All lines below starting at the one that holds "Task: tag the dark" and ending at the one that holds "Task: tag the reddish" should be printed exactly, ends included. Pictures should not be printed, nor anything else.

──────── Source information

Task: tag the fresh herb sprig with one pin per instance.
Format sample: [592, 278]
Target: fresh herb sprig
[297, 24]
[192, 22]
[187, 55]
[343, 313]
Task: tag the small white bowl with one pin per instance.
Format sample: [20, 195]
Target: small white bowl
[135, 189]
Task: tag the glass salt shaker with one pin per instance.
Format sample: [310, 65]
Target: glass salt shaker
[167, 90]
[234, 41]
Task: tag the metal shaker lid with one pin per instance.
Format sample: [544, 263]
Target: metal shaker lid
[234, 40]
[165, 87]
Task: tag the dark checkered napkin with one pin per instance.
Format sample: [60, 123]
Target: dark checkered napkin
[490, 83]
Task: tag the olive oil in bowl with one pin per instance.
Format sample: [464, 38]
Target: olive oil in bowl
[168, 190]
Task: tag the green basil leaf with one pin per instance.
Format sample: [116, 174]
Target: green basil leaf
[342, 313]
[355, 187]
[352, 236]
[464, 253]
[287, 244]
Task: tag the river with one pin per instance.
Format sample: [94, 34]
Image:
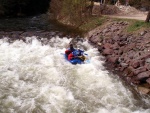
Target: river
[35, 78]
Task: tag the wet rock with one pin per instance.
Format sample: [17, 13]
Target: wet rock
[148, 80]
[113, 59]
[135, 64]
[143, 90]
[140, 70]
[144, 75]
[107, 51]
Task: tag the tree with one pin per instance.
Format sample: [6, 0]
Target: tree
[148, 17]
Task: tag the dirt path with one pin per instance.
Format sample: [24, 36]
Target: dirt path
[122, 11]
[136, 17]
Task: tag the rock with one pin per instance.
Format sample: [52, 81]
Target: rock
[124, 64]
[113, 59]
[147, 60]
[139, 70]
[129, 71]
[95, 39]
[148, 80]
[107, 51]
[143, 33]
[143, 75]
[107, 46]
[143, 90]
[135, 64]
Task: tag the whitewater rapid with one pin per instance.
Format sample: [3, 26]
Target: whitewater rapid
[35, 78]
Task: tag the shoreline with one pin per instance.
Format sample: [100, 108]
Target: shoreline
[126, 53]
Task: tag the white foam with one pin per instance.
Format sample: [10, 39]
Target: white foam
[37, 78]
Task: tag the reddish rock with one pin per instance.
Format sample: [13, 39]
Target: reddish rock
[144, 90]
[135, 64]
[107, 46]
[140, 70]
[113, 59]
[95, 39]
[148, 80]
[107, 51]
[115, 46]
[143, 75]
[129, 71]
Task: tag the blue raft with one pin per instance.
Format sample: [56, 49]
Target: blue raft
[78, 60]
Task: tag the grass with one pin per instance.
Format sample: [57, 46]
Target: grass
[137, 25]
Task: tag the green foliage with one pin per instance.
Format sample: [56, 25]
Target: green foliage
[136, 25]
[27, 7]
[73, 9]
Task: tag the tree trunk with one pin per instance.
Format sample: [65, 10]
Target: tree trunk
[148, 17]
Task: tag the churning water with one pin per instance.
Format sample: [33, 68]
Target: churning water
[35, 78]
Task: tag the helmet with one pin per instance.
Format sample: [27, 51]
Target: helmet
[75, 53]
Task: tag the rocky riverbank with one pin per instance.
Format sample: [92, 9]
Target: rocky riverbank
[125, 52]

────────────────

■ **Solution for this task**
Task: tag the dark checkered napkin with one pin per instance.
Format sample: [60, 123]
Target: dark checkered napkin
[490, 83]
Task: tag the olive oil in bowl with one pin per instance.
Format sample: [464, 38]
Target: olive oil in bowl
[168, 190]
Task: tag the green basil leaf with one pin per instance.
Format sample: [116, 174]
Target: green basil leaf
[342, 313]
[355, 187]
[352, 236]
[464, 253]
[287, 244]
Task: tag the river with one pin per instance.
Format sample: [94, 34]
Image:
Target: river
[35, 78]
Task: tag the wet rock with one pin per instance.
Format sample: [17, 13]
Target: wet rock
[148, 80]
[113, 59]
[135, 64]
[143, 90]
[140, 70]
[144, 75]
[107, 51]
Task: tag the tree with one pin per instance.
Format sample: [6, 0]
Target: tree
[148, 17]
Task: tag the dirt path with one pin per instance.
Format sample: [24, 36]
Target: dirt path
[122, 11]
[136, 17]
Task: tag the rock with one pin per instance.
Format sample: [52, 81]
Target: rock
[124, 64]
[113, 59]
[147, 60]
[139, 70]
[129, 71]
[95, 39]
[148, 80]
[107, 51]
[143, 33]
[143, 75]
[107, 46]
[143, 90]
[135, 64]
Task: tag the whitewater rapid with one pin per instance.
Format sample: [3, 26]
Target: whitewater rapid
[35, 78]
Task: tag the shoreline with one pin per instance.
Format sample: [100, 108]
Target: shoreline
[126, 53]
Task: tag the white foam with one pin per instance.
Format sample: [10, 39]
Target: white foam
[37, 78]
Task: tag the reddish rock with one pin per instance.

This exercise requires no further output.